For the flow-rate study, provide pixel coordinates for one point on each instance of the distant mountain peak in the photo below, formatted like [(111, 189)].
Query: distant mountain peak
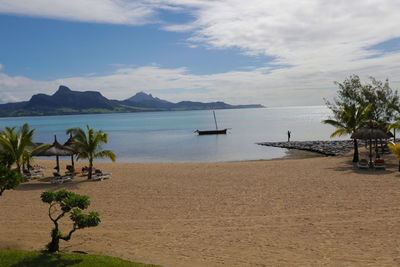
[(62, 90), (142, 96)]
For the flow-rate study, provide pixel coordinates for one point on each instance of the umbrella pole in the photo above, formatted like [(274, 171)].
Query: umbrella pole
[(58, 164)]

========

WORK TASK:
A verbatim rendering of the listing above is required, without any of its pictures.

THE COMPLETED TASK:
For the flow-rate study, provide pixel coordinates for one point on each instance of the distant mountain peak in the photo below, formatted like [(111, 189)].
Query: distant mountain peak
[(62, 90), (142, 96)]
For the flow-rate study, provide pixel coordinates for one point on each instance of the umbrella pole in the photo above, formatted like [(274, 171)].
Query: umbrella pole
[(58, 164)]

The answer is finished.